● Records for the exercise:
..........

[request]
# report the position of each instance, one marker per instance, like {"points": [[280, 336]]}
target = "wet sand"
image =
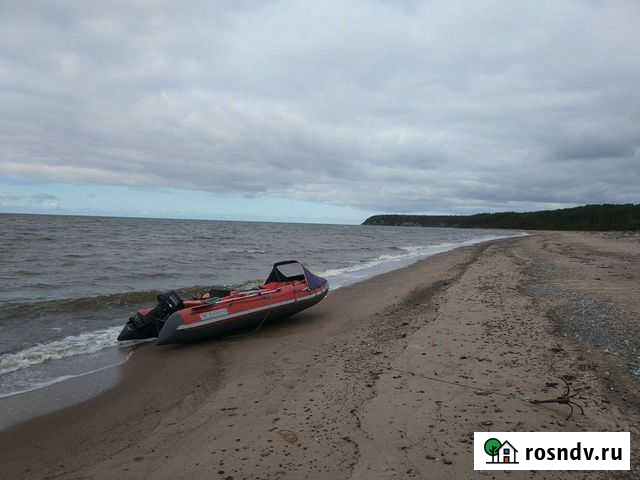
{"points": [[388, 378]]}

..........

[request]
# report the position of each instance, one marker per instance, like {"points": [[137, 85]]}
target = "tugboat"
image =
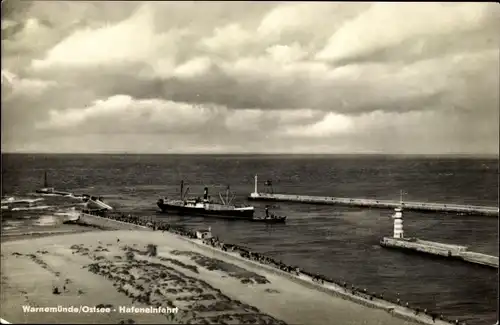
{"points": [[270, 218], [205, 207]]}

..........

● Task brief: Extract every line of the records that contains the word "like", matching uppercase and lowercase letters exactly.

● Response to this exercise:
# report the position of each instance, one marker per instance, like {"points": [[280, 336]]}
# report the position of each instance, one marker per instance, like {"points": [[137, 85]]}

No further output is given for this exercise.